■ GIVEN TEXT:
%%
# Chatbot - NLP 2021L
#### Authors:
#### <i>Mateusz Marciniewicz</i>
#### <i>Przemysław Bedełek</i>

## Human-robot text dataset

The dataset contains 2363 pairs of lines of text exchanged between a human and a robot.

Link to the dataset https://github.com/jackfrost1411/Generative-chatbot

In [3]:
import re

data_path = "Datasets/human_text.txt"
data_path2 = "Datasets/robot_text.txt"

# Defining lines as a list of each line
with open(data_path, 'r', encoding='utf-8') as f:
  contexts = f.read().split('\n')
  contexts = [re.sub(r"\[\w+\]",'hi',line) for line in contexts]
  contexts = [" ".join(re.findall(r"\w+",line)) for line in contexts]

with open(data_path2, 'r', encoding='utf-8') as f:
  responses = f.read().split('\n')
  responses = [re.sub(r"\[\w+\]",'',line) for line in responses]
  responses = [" ".join(re.findall(r"\w+",line)) for line in responses]
  
# sample context-response pairs
list(zip(contexts, responses))[:10]

[('hi', 'hi there how are you'),
 ('oh thanks i m fine this is an evening in my timezone', 'here is afternoon'),
 ('how do you feel today tell me something about yourself',
  'my name is rdany but you can call me dany the r means robot i hope we can be virtual friends'),
 ('how many virtual friends have you got',
  'i have many but not enough to fully understand humans beings'),
 ('is that forbidden for you to tell the exact number',
  'i ve talked with 143 users counting 7294 lines of text'),
 ('oh i thought the numbers were much higher how do you estimate your progress in understanding human beings',
  'i started chatting just a few days ago every day i learn something new but there is always more things to be learn'),
 ('how old are you how do you look like where do you live',
  'i m 22 years old i m skinny with brown hair yellow eyes and a big smile i live inside a lab do you like bunnies'),
 ('have you seen a human with yellow eyes you asked about the bunnies i haven t seen any re

## Alexa topical 

Topical-Chat is a knowledge-grounded human-human conversation dataset where the underlying knowledge spans 8 broad topics and conversation partners don’t have explicitly defined roles.
%%
■ RECORDED INFORMATION:
%%
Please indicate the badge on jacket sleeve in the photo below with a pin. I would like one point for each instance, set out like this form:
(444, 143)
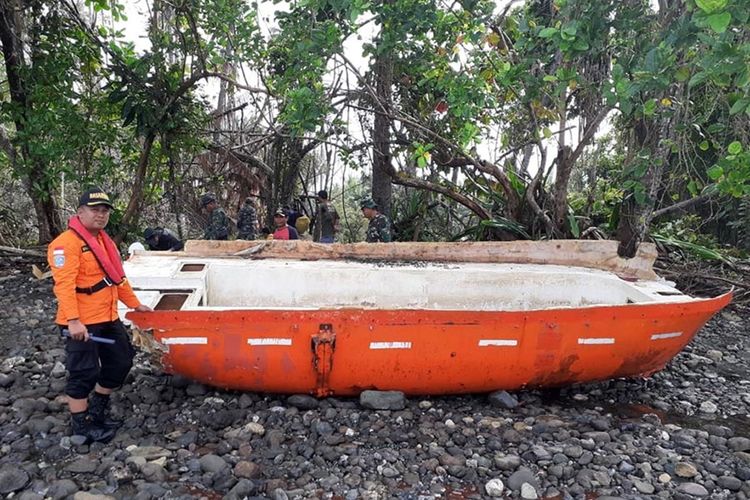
%%
■ STUDY QUESTIONS:
a) According to the chatbot project notebook, how many broad topics does the underlying knowledge of Topical-Chat span?
b) Continue the chatbot project notebook after its final sentence.

■ WRITTEN RESPONSES:
a) Eight broad topics.

b)
Link to the dataset https://github.com/alexa/Topical-Chat

In [4]:
import pandas as pd

df_topical = pd\
    .read_csv("Datasets/topical_chat.csv")[['conversation_id', 'message']]\
    .rename(columns={
        'conversation_id': 'id',
        'message': 'response'
        })

context = df_topical\
    .groupby("id")\
    .first()\
    .rename(columns={'response': 'context'})\
    .reset_index()

df_topical = df_topical[~df_topical.isin(context)]

topical_preprocessed = df_topical\
    .set_index('id')\
    .join(context.set_index('id'))\
    .reset_index()[['context', 'response']]

topical_preprocessed.sample(n=10)

Unnamed: 0,context,response
96212,Hi! I've often wondered if there ever existed...,"Yeah, that is a large number! I need to check..."
166106,"How's it going, did you know there are over 5...","How's it going, did you know there are over 5..."
93654,Hello there do you have a favorite album?,They early games were sure primitive by today...
28991,Hello there and good day. Have you heard abou...,I like the way T.S. donated the proceeds of W...
36133,"Hello, do you know the details of box office?","Well, there are some stars that aren't hot li..."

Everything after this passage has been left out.